• _What is expected_
Please quote only the lines that start at the one with "of the blue" and go on to the last line of the data, both ends kept.

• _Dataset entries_

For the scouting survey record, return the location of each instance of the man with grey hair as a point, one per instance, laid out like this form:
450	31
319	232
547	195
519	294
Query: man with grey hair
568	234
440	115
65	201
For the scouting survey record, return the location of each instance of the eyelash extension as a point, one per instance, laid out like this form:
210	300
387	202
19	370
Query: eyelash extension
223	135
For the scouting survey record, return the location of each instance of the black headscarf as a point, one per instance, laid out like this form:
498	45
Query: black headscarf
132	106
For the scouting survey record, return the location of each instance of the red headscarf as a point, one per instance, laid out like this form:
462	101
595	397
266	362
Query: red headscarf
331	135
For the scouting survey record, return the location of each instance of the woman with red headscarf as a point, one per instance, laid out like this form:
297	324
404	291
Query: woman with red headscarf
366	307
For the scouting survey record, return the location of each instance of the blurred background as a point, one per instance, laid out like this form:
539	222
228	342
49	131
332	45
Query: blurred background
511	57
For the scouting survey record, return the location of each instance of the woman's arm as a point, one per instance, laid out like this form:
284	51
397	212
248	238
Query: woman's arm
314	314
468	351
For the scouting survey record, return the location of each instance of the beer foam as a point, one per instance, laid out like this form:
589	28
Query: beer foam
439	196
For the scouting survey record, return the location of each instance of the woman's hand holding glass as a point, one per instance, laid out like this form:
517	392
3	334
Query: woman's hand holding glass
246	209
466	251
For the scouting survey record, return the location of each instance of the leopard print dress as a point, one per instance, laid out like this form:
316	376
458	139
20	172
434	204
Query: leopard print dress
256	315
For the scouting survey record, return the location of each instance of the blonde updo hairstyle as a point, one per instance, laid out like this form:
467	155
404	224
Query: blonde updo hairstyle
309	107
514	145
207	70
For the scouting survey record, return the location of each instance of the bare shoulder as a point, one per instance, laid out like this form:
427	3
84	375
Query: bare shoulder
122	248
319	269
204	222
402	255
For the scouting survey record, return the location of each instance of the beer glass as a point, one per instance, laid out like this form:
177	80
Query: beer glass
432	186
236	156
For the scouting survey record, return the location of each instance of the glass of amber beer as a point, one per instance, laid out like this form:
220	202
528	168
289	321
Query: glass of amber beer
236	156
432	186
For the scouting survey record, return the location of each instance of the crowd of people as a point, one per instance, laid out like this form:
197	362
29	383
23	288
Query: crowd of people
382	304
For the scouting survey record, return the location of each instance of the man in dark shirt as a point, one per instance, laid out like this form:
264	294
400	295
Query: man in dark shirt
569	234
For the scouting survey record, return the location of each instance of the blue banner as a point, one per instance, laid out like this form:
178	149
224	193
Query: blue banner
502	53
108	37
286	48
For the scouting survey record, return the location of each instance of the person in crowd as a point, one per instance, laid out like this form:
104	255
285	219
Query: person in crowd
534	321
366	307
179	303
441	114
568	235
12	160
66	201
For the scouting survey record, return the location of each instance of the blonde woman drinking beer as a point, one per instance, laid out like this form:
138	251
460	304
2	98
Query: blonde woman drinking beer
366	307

• _Reply to the task_
For the scouting survey record, return the location of each instance of the blue banner as a point, one per instance, laid out like this form:
178	149
224	193
Query: blue banner
502	53
108	37
286	48
For the scouting survey record, return the location of each instance of the person in crowd as a point, one per instance, laid out like this form:
104	255
285	219
Query: person in crowd
534	321
366	307
179	303
441	114
568	235
12	160
66	201
For the scouting survey record, return the location of each instance of the blonde woman drinking beer as a point, one per instance, laid out like this form:
138	251
460	304
2	98
Query: blonde woman drinking beer
366	307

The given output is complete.